**WORK TO DO:** Copy out the listing below with every "pixel coordinates" renamed to "image coordinates", keeping everything else the same.

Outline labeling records
________________

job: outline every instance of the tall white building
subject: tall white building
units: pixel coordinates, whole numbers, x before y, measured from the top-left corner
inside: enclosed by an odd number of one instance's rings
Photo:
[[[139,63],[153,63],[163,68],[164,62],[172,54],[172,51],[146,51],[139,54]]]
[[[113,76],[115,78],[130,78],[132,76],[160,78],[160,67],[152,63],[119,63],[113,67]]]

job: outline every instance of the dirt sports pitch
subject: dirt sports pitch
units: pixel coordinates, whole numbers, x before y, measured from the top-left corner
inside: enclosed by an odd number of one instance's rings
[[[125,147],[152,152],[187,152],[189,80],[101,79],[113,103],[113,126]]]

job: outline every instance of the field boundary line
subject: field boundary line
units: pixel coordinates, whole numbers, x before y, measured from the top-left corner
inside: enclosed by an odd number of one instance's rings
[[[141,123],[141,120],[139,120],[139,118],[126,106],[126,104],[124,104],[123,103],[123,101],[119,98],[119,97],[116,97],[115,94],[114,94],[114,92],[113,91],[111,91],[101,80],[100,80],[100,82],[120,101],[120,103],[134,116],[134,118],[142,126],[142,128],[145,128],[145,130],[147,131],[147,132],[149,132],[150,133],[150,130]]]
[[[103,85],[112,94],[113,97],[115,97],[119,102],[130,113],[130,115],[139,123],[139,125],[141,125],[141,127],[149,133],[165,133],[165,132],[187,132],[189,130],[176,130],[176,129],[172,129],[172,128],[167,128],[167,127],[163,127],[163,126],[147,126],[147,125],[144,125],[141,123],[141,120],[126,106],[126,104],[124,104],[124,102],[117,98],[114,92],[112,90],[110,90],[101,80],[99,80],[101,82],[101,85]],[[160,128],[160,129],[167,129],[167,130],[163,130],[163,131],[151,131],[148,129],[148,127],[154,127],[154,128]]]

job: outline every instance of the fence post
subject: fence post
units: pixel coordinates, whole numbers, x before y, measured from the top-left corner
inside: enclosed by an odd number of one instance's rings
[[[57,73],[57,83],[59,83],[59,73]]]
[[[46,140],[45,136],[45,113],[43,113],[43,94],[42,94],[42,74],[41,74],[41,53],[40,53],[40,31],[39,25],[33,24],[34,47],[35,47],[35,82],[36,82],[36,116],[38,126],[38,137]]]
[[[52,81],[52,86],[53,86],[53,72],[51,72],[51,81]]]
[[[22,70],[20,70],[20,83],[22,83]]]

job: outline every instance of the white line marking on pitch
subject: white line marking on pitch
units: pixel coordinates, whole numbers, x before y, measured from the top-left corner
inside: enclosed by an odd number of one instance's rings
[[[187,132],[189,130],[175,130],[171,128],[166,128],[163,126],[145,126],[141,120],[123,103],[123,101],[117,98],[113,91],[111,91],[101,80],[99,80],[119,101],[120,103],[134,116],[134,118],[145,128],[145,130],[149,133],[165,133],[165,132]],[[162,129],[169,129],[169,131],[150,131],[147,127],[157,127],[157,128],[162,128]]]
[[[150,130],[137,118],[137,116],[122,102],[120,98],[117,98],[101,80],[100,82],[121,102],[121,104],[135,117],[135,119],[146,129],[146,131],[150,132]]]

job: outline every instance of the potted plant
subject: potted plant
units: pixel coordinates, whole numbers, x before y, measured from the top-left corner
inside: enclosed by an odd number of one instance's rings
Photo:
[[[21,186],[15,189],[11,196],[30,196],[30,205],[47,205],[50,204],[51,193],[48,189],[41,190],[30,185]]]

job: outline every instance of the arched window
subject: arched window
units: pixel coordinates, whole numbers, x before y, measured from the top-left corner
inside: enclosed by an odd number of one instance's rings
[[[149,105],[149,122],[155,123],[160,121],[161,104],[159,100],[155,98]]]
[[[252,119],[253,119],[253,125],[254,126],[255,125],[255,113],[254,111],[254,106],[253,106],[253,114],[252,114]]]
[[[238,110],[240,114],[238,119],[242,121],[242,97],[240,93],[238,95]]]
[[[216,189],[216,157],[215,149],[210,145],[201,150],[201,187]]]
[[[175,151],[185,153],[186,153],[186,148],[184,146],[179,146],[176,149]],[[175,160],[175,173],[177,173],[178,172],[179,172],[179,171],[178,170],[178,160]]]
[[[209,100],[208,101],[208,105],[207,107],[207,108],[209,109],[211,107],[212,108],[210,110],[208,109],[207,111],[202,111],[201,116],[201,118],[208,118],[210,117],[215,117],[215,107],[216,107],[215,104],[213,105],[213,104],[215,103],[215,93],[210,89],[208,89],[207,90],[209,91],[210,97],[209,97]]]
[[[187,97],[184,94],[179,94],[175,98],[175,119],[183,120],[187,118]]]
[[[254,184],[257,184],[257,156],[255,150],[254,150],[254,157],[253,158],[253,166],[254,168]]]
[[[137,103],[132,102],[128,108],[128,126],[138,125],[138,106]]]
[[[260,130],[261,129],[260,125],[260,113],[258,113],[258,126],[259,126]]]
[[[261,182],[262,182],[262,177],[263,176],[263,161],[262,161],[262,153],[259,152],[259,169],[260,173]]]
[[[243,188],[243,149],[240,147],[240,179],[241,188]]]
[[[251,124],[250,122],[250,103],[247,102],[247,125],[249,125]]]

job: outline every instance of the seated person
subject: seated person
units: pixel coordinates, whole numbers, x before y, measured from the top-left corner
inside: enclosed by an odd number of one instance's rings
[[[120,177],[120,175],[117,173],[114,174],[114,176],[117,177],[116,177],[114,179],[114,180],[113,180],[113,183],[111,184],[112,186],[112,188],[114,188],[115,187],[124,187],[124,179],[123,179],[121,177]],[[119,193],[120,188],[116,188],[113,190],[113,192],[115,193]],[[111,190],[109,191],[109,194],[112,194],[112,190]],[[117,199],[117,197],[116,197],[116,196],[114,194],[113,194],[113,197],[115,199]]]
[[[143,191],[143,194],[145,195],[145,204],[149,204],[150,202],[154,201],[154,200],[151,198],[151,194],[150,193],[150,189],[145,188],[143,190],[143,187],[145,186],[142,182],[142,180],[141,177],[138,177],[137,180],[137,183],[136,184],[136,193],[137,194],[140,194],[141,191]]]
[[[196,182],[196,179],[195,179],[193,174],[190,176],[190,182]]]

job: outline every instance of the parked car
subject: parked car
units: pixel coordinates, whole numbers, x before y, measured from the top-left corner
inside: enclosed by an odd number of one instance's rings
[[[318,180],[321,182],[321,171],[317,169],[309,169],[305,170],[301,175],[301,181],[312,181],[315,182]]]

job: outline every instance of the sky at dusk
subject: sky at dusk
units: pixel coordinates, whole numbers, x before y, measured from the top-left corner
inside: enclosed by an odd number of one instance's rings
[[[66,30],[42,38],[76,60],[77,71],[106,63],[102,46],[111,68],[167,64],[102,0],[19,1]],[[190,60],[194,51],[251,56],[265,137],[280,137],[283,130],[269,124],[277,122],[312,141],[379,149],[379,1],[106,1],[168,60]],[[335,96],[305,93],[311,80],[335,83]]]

________________

**OUTPUT FOR THIS EXERCISE:**
job: outline every instance of the tall white building
subject: tall white building
units: image coordinates, whole numbers, x before y, measured from the top-left corner
inside: enclosed by an odd number of one instance's rings
Photo:
[[[139,63],[153,63],[163,68],[164,62],[172,54],[172,51],[146,51],[139,54]]]
[[[113,76],[115,78],[130,78],[132,76],[160,78],[160,67],[152,63],[119,63],[113,67]]]

job: outline every instance of the dirt sports pitch
subject: dirt sports pitch
units: image coordinates, whole numbers, x before y, measured from the top-left corner
inside: enclosed by an odd number of one instance's rings
[[[125,147],[152,152],[187,152],[189,80],[101,79],[113,103],[113,126]]]

job: outline every instance of the field boundary line
subject: field boundary line
units: image coordinates, whole numbers, x before y, measured from the top-left corner
inside: enclosed by an odd number of one instance's rings
[[[141,123],[141,120],[139,120],[139,118],[126,106],[126,104],[124,104],[123,103],[123,101],[119,98],[119,97],[116,97],[115,94],[114,94],[114,92],[113,91],[111,91],[101,80],[100,80],[100,82],[120,101],[120,103],[134,116],[134,118],[142,126],[142,128],[145,128],[145,130],[147,131],[147,132],[149,132],[150,133],[150,130]]]
[[[103,85],[112,94],[113,97],[115,97],[119,102],[130,113],[130,115],[139,123],[139,125],[141,125],[141,127],[149,133],[165,133],[165,132],[187,132],[189,130],[176,130],[176,129],[172,129],[172,128],[167,128],[167,127],[163,127],[163,126],[147,126],[147,125],[144,125],[141,123],[141,120],[126,106],[126,104],[124,104],[124,102],[117,98],[114,92],[112,90],[110,90],[101,80],[99,80],[101,82],[101,85]],[[160,128],[160,129],[167,129],[167,130],[163,130],[163,131],[151,131],[148,129],[148,127],[154,127],[154,128]]]

job: outline every instance of the fence post
subject: fence post
units: image coordinates, whole numbers, x before y, measured from the top-left corner
inside: enclosed by an odd number of one instance's rings
[[[57,73],[57,83],[59,83],[59,73]]]
[[[46,140],[45,136],[45,113],[43,113],[43,94],[42,94],[42,74],[41,74],[41,53],[40,53],[40,31],[39,25],[33,24],[34,47],[35,47],[35,82],[36,82],[36,116],[38,126],[38,137]]]
[[[52,81],[52,86],[53,86],[53,72],[51,72],[51,81]]]
[[[22,70],[20,70],[20,83],[22,83]]]

job: outline every instance of the white line marking on pitch
subject: white line marking on pitch
units: image coordinates, whole numbers, x before y, measured from the top-left corner
inside: enclosed by an odd number of one instance's rings
[[[187,132],[189,130],[175,130],[171,128],[166,128],[163,126],[145,126],[141,120],[123,103],[123,101],[117,98],[113,91],[111,91],[101,80],[99,80],[119,101],[120,103],[134,116],[134,118],[145,128],[145,130],[149,133],[165,133],[165,132]],[[162,129],[169,129],[169,131],[150,131],[147,127],[157,127],[157,128],[162,128]]]
[[[150,130],[137,118],[137,116],[122,102],[120,98],[117,98],[101,80],[100,82],[121,102],[121,104],[135,117],[135,119],[146,129],[146,131],[150,132]]]

job: outline every instance of the potted plant
subject: potted plant
units: image coordinates, whole numbers, x before y, measured from the top-left corner
inside: enclosed by an odd number of one instance's rings
Photo:
[[[21,186],[15,189],[11,196],[30,196],[30,205],[47,205],[50,204],[51,193],[48,189],[41,190],[30,185]]]

job: outline every instance of the arched window
subject: arched window
units: image coordinates, whole numbers, x before y, measured from the top-left corner
inside: enclosed by an odd number of one instance's rings
[[[149,105],[149,122],[155,123],[160,121],[161,104],[159,100],[155,98]]]
[[[252,119],[253,119],[253,125],[254,126],[255,125],[255,113],[254,111],[254,106],[253,106],[253,114],[252,114]]]
[[[238,110],[240,114],[238,119],[242,121],[242,97],[240,93],[238,95]]]
[[[216,189],[216,157],[215,149],[210,145],[201,150],[201,187]]]
[[[175,151],[185,153],[186,153],[186,148],[184,146],[179,146],[176,149]],[[175,160],[175,173],[177,173],[178,172],[179,172],[179,171],[178,170],[178,160]]]
[[[209,100],[208,101],[208,105],[207,107],[207,108],[209,109],[211,107],[212,108],[210,110],[208,109],[207,111],[202,111],[201,116],[201,118],[208,118],[210,117],[215,117],[215,107],[216,107],[215,104],[213,105],[213,104],[215,103],[215,93],[210,89],[208,89],[207,90],[209,91],[210,97],[209,97]]]
[[[187,97],[184,94],[179,94],[175,98],[175,119],[183,120],[187,118]]]
[[[254,184],[257,184],[257,156],[255,150],[254,150],[254,157],[253,158],[253,166],[254,168]]]
[[[137,103],[132,102],[128,108],[128,126],[138,125],[138,106]]]
[[[260,130],[261,129],[260,125],[260,113],[258,113],[258,126],[259,126]]]
[[[261,182],[262,182],[262,177],[263,176],[263,161],[262,161],[262,153],[259,152],[259,169],[260,173]]]
[[[243,188],[243,149],[240,147],[240,179],[241,188]]]
[[[251,124],[250,122],[250,103],[247,102],[247,125],[249,125]]]

job: outline every instance of the seated person
subject: seated person
units: image coordinates, whole numbers, x before y, measured from the top-left corner
inside: enclosed by an odd number of one instance's rings
[[[120,177],[120,175],[117,173],[114,174],[114,176],[117,177],[116,177],[114,179],[114,180],[113,180],[113,183],[111,184],[112,186],[112,188],[114,188],[115,187],[124,187],[124,179],[123,179],[121,177]],[[119,193],[120,188],[116,188],[113,190],[113,192],[115,193]],[[111,190],[109,191],[109,194],[112,194],[112,190]],[[117,199],[117,197],[116,197],[116,196],[114,194],[113,194],[113,197],[115,199]]]
[[[143,191],[143,194],[145,195],[145,204],[149,204],[150,202],[154,201],[154,200],[151,198],[151,194],[150,193],[150,189],[145,188],[143,190],[143,187],[145,186],[142,182],[142,180],[141,177],[138,177],[137,180],[137,183],[136,184],[136,193],[137,194],[140,194],[141,191]]]
[[[196,182],[196,179],[195,179],[193,174],[190,176],[190,182]]]

job: outline every instance of the parked car
subject: parked car
units: image coordinates, whole numbers, x before y, measured from the top-left corner
inside: enclosed by an odd number of one instance's rings
[[[318,180],[321,182],[321,171],[317,169],[309,169],[305,170],[301,175],[301,181],[312,181],[315,182]]]

job: outline every instance of the sky at dusk
subject: sky at dusk
units: image coordinates, whole numbers, x before y, measured from the top-left corner
inside: enclosed by an odd number of one instance's rings
[[[66,30],[42,38],[76,60],[77,71],[106,63],[102,46],[111,68],[167,64],[102,0],[19,1]],[[190,60],[194,51],[251,56],[265,137],[280,137],[283,130],[269,124],[277,122],[312,141],[379,149],[379,1],[106,1],[168,60]],[[335,96],[305,93],[311,80],[335,83]]]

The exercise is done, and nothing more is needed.